*Exercise aim*. Copy each of the rows below word for word, leaving the pictures out of your copy.

*Exercise data*.
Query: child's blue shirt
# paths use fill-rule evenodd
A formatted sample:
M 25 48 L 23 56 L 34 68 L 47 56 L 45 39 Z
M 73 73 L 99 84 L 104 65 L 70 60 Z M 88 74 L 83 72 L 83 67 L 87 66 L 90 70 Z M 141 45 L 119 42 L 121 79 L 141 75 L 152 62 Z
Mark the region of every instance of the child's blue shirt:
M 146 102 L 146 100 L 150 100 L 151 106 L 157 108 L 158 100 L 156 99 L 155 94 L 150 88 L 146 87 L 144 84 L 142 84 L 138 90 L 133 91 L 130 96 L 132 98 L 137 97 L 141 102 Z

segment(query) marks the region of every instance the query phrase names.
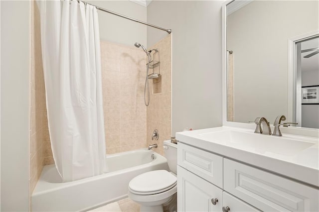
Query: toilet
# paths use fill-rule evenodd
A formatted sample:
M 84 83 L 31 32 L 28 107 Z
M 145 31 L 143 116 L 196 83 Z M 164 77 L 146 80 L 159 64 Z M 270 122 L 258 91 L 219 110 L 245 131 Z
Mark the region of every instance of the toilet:
M 163 212 L 163 204 L 169 203 L 177 192 L 177 147 L 170 140 L 164 141 L 164 155 L 170 172 L 146 172 L 130 182 L 129 197 L 141 205 L 141 212 Z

*Exercise solution*.
Query: child's blue shirt
# paths use fill-rule evenodd
A formatted sample:
M 25 48 L 23 56 L 34 68 L 47 56 L 45 39 Z
M 73 73 L 99 84 L 104 65 L 70 60 Z M 88 74 L 83 72 L 83 67 L 87 66 L 90 70 Z M 141 45 L 119 42 L 121 79 L 141 75 L 152 62 Z
Mark the region of every instance of the child's blue shirt:
M 146 102 L 146 100 L 150 100 L 151 106 L 157 108 L 158 100 L 156 99 L 155 94 L 150 88 L 146 87 L 144 84 L 142 84 L 138 90 L 133 91 L 130 96 L 132 98 L 137 97 L 141 102 Z

segment(query) marks the region of every instance the query phrase names.
Query: toilet
# paths use fill-rule evenodd
A formatted sample:
M 84 83 L 31 32 L 28 107 Z
M 145 31 L 143 116 L 196 83 Z M 164 77 L 146 80 L 159 64 Z M 270 122 L 258 91 L 219 110 L 245 131 Z
Mark the region of every instance of the toilet:
M 163 212 L 163 204 L 169 203 L 177 192 L 177 147 L 170 140 L 164 141 L 164 155 L 170 172 L 146 172 L 130 182 L 129 197 L 141 205 L 141 212 Z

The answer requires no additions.